#### Work task
Please extract the lines running from the start of the lines through the line holding "box: [176, 49, 328, 119]", both ends included, and repeat them without any changes. Leave the pictures out of your answer.

[Entries drawn from a collection]
● ● ● ● ●

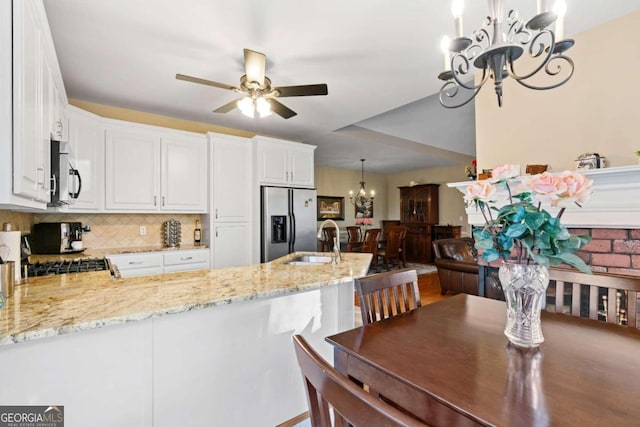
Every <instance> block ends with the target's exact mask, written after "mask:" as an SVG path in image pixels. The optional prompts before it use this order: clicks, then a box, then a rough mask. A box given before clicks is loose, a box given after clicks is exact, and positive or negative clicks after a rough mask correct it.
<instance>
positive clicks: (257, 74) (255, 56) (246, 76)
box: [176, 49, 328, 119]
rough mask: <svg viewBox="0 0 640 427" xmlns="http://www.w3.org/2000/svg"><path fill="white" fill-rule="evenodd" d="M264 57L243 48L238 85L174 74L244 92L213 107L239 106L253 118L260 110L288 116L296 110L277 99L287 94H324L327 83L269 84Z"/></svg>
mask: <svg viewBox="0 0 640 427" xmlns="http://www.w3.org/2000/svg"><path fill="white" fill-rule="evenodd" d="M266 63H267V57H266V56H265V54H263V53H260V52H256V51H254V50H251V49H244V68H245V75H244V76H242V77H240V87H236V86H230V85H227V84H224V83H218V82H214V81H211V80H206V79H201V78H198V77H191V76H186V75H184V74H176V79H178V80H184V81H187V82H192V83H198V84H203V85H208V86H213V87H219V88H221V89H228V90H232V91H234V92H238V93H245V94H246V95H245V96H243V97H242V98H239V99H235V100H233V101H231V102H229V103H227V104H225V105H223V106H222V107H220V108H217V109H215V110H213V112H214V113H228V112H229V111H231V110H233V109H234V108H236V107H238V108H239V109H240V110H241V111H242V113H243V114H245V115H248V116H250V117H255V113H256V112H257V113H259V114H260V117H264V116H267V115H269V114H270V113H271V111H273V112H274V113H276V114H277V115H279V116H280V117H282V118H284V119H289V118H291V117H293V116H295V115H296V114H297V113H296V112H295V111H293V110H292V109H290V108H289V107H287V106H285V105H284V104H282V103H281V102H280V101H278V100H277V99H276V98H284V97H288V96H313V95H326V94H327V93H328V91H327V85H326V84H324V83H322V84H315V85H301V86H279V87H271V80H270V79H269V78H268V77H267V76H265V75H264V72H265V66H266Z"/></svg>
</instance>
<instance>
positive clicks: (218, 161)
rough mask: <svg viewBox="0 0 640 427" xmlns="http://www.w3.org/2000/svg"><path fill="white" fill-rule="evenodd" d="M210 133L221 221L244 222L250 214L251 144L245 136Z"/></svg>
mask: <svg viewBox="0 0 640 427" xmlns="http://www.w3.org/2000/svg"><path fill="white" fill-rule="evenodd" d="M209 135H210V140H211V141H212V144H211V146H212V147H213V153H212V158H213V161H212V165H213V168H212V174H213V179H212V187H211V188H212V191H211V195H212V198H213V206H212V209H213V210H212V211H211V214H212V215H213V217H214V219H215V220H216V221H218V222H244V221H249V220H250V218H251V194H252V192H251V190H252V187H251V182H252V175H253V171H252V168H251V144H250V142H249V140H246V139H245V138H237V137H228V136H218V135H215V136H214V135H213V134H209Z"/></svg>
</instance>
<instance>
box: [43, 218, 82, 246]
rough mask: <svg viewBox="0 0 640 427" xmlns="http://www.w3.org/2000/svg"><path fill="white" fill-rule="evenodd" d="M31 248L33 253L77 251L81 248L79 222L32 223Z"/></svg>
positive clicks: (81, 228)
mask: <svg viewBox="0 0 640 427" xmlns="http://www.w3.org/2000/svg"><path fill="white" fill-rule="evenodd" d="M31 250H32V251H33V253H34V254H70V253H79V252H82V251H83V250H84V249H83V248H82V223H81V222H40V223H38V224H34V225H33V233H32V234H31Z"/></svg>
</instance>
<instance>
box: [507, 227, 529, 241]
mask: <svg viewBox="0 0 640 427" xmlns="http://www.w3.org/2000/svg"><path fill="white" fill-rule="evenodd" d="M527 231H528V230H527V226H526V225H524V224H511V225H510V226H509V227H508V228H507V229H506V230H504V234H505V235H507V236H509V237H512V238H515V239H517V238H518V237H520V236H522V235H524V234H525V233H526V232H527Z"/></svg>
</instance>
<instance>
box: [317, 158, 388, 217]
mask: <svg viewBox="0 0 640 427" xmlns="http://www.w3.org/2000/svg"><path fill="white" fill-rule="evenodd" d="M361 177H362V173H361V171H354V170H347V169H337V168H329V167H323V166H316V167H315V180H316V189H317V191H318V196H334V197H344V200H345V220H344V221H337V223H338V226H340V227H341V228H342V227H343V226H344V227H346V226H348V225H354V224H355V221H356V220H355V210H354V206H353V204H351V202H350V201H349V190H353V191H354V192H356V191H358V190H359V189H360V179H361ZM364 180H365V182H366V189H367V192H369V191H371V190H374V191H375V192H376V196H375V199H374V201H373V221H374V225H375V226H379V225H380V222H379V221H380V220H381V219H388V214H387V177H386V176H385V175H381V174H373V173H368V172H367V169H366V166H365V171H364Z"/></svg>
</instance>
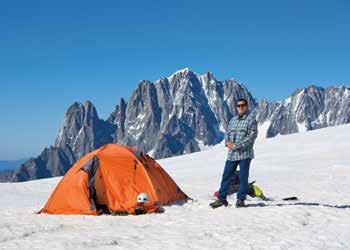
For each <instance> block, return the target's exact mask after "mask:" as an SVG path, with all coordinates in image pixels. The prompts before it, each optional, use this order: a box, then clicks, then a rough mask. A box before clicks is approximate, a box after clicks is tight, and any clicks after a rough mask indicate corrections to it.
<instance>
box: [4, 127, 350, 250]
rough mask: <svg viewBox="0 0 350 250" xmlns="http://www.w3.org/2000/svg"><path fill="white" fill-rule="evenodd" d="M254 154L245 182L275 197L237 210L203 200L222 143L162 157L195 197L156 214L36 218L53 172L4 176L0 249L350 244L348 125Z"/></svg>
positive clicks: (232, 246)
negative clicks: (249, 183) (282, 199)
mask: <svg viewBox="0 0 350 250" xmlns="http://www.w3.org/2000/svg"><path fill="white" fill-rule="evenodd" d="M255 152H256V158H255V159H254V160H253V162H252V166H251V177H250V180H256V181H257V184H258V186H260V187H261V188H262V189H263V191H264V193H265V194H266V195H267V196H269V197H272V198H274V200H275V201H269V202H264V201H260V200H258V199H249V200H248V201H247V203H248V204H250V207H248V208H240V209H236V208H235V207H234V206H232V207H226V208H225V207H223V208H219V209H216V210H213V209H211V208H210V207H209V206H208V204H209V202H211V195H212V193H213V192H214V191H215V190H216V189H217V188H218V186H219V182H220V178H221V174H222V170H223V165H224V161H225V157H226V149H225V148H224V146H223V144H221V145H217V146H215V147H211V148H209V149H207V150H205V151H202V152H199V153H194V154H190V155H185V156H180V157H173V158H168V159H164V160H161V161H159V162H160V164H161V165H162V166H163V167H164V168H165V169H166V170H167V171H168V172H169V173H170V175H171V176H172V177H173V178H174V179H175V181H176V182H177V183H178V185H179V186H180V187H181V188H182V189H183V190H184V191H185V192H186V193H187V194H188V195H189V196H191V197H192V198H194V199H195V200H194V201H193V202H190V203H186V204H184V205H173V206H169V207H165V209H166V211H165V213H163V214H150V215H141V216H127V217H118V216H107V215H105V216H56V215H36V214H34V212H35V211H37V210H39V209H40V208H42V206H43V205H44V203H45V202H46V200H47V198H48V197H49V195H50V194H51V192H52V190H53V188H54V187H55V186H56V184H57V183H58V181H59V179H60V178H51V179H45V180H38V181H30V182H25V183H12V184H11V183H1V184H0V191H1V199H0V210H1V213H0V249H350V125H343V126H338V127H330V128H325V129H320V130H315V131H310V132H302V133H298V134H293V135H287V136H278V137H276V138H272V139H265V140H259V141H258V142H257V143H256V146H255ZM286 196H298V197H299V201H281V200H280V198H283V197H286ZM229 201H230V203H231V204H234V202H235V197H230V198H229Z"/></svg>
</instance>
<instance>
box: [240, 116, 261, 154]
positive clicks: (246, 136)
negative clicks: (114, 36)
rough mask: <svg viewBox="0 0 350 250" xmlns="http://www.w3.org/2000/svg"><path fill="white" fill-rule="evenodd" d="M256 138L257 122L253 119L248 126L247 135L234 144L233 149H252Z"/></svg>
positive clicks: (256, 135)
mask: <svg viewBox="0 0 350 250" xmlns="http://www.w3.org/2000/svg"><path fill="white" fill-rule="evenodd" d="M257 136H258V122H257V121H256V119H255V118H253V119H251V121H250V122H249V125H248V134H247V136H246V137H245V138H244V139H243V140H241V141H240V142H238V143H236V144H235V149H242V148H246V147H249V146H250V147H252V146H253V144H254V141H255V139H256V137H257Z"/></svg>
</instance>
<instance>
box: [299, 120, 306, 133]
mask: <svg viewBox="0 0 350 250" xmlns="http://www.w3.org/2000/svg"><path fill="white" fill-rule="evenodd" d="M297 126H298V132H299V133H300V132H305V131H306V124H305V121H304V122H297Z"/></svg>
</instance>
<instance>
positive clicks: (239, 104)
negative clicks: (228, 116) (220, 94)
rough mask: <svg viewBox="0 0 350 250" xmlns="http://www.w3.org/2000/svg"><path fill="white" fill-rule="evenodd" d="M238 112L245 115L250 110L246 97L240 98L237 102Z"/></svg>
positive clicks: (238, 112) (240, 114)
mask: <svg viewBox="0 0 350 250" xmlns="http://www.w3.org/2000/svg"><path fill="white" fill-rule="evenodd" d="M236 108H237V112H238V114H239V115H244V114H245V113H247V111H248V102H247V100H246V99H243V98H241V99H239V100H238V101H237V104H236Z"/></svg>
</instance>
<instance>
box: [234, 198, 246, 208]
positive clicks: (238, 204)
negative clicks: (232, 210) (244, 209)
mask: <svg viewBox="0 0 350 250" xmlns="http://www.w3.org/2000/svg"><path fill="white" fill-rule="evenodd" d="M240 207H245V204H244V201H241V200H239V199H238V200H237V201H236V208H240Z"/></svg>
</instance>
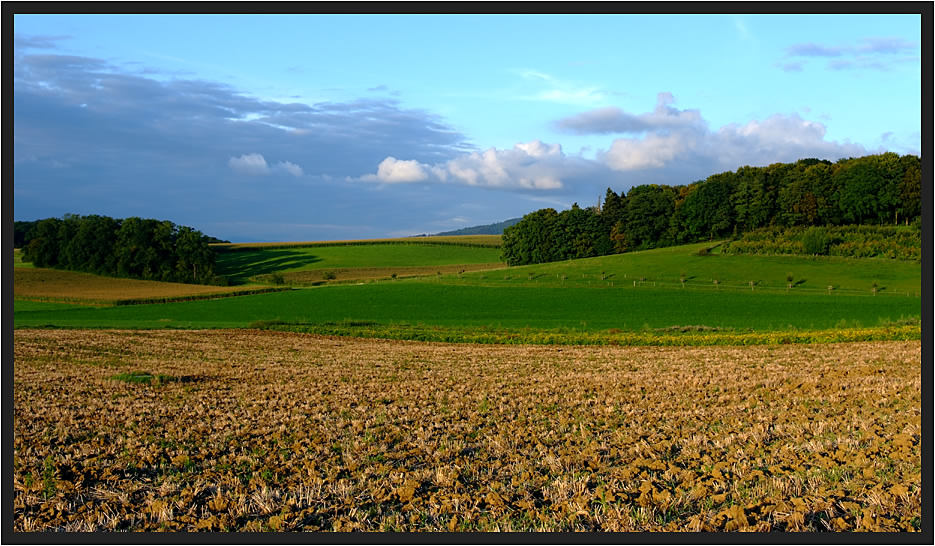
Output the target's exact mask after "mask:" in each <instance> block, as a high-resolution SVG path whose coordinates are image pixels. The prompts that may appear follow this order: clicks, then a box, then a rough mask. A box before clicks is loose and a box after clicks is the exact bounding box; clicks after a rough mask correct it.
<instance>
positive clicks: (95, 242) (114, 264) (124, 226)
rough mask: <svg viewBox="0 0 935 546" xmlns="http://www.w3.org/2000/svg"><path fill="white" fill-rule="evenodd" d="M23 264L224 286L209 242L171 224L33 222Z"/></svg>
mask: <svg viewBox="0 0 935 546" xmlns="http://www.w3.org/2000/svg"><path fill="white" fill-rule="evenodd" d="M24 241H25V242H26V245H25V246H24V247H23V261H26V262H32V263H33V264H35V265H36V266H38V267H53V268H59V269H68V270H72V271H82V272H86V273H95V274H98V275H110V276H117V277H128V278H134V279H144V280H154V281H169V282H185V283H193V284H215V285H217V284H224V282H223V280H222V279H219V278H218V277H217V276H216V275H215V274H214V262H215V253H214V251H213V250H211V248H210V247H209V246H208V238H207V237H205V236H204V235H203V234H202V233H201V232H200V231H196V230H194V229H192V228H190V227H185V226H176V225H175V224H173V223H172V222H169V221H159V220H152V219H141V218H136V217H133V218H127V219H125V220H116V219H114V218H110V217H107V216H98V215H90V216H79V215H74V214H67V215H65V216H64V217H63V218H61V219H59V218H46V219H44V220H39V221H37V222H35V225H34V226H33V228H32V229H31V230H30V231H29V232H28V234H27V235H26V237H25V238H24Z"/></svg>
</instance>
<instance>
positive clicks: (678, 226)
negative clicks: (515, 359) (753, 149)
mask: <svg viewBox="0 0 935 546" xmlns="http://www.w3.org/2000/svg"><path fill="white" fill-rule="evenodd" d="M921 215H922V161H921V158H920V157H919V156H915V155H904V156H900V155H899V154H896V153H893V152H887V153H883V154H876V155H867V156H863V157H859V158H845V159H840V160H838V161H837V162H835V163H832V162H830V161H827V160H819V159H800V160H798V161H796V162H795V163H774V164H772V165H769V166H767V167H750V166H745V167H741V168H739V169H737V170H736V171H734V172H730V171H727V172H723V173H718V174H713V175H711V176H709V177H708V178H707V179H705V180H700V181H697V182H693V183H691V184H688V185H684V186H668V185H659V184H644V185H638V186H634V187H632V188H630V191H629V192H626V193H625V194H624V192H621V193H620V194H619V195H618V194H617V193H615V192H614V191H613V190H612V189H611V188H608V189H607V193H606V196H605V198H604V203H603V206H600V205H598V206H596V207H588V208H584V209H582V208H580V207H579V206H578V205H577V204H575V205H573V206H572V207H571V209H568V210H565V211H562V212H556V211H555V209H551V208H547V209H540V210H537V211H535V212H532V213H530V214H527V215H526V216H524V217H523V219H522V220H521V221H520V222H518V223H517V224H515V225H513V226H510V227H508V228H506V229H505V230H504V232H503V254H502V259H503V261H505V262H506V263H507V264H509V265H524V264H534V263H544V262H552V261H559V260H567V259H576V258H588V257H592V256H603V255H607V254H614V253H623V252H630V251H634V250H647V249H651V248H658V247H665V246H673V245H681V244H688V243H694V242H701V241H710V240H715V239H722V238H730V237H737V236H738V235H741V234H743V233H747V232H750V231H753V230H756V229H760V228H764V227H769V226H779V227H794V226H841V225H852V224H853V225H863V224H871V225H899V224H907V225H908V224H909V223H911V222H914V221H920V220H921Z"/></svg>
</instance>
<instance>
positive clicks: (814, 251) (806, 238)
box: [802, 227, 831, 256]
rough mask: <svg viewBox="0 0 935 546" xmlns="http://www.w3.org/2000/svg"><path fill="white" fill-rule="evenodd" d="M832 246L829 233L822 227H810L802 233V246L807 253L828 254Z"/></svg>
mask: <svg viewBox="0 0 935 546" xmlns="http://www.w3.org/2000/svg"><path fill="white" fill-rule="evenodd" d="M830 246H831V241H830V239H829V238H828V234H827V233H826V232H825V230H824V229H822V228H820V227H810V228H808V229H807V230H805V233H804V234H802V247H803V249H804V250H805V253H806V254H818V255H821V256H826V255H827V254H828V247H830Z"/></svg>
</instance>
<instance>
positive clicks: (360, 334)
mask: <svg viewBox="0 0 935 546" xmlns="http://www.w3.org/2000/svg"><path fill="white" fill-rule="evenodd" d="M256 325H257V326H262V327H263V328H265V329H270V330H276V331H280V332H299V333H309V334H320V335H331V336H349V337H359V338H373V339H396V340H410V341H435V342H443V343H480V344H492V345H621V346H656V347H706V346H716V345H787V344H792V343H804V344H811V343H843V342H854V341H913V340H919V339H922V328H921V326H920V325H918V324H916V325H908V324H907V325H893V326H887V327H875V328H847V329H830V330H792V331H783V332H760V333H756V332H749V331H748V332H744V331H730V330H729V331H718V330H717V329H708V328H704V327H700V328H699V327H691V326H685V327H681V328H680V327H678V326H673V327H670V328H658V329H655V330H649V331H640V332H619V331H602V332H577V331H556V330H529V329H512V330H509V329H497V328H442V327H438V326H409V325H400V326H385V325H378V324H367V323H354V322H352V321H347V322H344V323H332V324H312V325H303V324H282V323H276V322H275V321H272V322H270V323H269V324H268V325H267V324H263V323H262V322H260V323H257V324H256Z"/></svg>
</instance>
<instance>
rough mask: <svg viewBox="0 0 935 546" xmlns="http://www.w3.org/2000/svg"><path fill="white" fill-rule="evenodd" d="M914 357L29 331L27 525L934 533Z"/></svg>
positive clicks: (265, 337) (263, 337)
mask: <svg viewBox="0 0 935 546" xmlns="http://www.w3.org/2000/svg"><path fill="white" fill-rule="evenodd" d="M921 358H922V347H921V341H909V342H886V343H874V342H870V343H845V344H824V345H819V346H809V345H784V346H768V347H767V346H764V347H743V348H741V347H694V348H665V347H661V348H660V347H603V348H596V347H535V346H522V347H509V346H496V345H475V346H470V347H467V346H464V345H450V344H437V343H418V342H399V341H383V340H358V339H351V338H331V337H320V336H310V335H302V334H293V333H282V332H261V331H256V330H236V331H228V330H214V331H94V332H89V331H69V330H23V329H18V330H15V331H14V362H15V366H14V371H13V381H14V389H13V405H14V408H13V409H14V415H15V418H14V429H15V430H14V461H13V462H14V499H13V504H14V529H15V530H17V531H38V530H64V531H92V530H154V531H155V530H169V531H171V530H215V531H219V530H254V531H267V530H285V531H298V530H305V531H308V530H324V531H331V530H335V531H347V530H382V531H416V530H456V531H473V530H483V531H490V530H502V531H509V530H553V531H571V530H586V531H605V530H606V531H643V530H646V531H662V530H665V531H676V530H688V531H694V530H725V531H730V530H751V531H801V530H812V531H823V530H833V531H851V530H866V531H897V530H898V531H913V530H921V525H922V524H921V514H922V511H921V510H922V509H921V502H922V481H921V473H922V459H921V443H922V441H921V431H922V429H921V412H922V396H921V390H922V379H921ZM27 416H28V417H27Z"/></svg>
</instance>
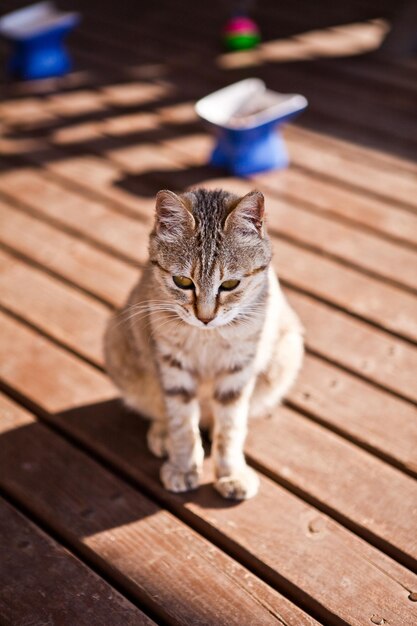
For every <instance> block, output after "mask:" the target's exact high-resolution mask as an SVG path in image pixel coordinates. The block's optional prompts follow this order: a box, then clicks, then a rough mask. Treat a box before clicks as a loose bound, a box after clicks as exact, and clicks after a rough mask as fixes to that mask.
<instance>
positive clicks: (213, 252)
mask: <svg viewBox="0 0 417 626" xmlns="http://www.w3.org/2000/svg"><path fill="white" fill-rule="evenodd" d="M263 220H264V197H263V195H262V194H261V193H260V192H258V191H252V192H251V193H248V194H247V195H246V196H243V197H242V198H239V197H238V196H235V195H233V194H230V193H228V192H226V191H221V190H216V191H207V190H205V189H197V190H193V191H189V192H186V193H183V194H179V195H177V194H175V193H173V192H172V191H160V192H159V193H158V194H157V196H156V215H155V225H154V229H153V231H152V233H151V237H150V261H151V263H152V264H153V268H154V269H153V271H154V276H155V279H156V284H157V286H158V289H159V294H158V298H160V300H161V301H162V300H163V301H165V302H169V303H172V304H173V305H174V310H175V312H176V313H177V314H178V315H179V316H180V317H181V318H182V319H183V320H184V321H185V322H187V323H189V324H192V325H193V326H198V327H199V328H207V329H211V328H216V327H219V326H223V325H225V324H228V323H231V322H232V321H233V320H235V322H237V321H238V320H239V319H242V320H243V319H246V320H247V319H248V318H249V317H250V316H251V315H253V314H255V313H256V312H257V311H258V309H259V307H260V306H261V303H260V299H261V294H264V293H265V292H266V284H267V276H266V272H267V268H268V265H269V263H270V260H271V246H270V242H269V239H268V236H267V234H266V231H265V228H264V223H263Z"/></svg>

● ● ● ● ●

#### Worked solution
Every <instance> block ends with the target's exact mask, written after "mask:" as an SVG path in image pixels. The optional prompts before it use this order: clicks, then a box, then a rough mask. A box given before clicks is loose, a box given after clicks is exact, and positive or negative clicks after a rough mask correct it.
<instance>
positive clicks: (257, 74) (255, 56) (246, 76)
box: [176, 49, 328, 119]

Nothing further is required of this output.